**Stored items**

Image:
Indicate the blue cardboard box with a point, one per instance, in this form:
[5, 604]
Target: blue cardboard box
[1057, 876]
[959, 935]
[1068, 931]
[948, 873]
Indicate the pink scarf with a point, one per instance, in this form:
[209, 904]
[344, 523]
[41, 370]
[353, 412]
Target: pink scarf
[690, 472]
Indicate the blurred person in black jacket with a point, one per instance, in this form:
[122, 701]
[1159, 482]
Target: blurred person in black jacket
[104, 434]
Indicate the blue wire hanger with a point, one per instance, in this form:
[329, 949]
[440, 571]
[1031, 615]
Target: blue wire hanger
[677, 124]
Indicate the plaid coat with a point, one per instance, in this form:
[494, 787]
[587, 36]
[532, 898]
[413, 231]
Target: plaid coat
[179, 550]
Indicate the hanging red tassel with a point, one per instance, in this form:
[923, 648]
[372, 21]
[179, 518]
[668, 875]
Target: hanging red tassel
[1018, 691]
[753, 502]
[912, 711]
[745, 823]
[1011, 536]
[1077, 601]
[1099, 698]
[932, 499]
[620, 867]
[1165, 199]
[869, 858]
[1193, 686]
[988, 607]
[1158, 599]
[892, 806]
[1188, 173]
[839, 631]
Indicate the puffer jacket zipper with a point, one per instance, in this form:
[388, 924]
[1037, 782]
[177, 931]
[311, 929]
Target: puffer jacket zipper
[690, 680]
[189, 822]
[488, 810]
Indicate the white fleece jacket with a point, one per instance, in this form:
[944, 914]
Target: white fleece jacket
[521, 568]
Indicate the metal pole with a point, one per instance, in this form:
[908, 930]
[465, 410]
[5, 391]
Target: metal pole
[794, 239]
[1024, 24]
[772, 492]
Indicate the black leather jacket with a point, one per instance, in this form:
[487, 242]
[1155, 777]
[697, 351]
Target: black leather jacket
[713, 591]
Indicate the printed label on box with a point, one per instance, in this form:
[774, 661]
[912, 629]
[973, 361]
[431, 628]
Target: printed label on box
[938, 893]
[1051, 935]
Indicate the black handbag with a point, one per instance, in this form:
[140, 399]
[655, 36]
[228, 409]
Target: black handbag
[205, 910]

**Your goal**
Restate each line above word for word.

**Exercise result**
Image:
Indicate the blue cardboard box with a point, one per instance, in this form:
[5, 604]
Target: blue cardboard box
[1057, 876]
[959, 935]
[1068, 931]
[948, 873]
Indicate the pink scarf with a point, one per instance, in this form:
[209, 904]
[344, 523]
[41, 370]
[353, 412]
Target: pink scarf
[690, 472]
Indicate the blurred person in black jacket with a point, one per instance, in this form:
[122, 701]
[1159, 482]
Target: blurred person in black jacket
[104, 434]
Indicate the blue wire hanger with a point, one per instance, in this form:
[329, 949]
[440, 571]
[1031, 615]
Target: blue wire hanger
[677, 124]
Indicate the plaid coat with a point, one per instance, in this form:
[494, 787]
[587, 36]
[532, 898]
[413, 231]
Target: plaid coat
[179, 550]
Indicate the hanging red tassel with a point, one per instance, in this form:
[923, 648]
[372, 21]
[179, 518]
[668, 875]
Target: hanging red tassel
[1018, 691]
[753, 502]
[912, 711]
[745, 823]
[1011, 536]
[1077, 601]
[1099, 698]
[932, 499]
[620, 867]
[1165, 199]
[869, 858]
[1193, 686]
[988, 607]
[1158, 599]
[892, 806]
[1188, 173]
[839, 631]
Indicate the puffer jacket zipper with a point, one per instance, in this form:
[388, 924]
[1037, 782]
[177, 931]
[311, 929]
Target: puffer jacket zipper
[690, 680]
[189, 822]
[488, 810]
Indicate the white fleece jacket with a point, one per instance, in this form:
[944, 914]
Target: white fleece jacket
[521, 568]
Indicate the metal pole with a point, one per instance, in this form:
[908, 930]
[465, 410]
[5, 391]
Target: metal pole
[794, 239]
[1024, 24]
[772, 492]
Indicate the black leather jacket with a point, one per instance, in this form:
[487, 242]
[1155, 777]
[697, 351]
Target: black leather jacket
[713, 591]
Indicate the printed label on box with a point, one per instance, in this form:
[774, 661]
[912, 629]
[973, 361]
[431, 628]
Target: printed label on box
[938, 893]
[1051, 935]
Indicate the black handbag with a point, one per instance, in this form:
[140, 399]
[655, 36]
[228, 409]
Target: black handbag
[205, 910]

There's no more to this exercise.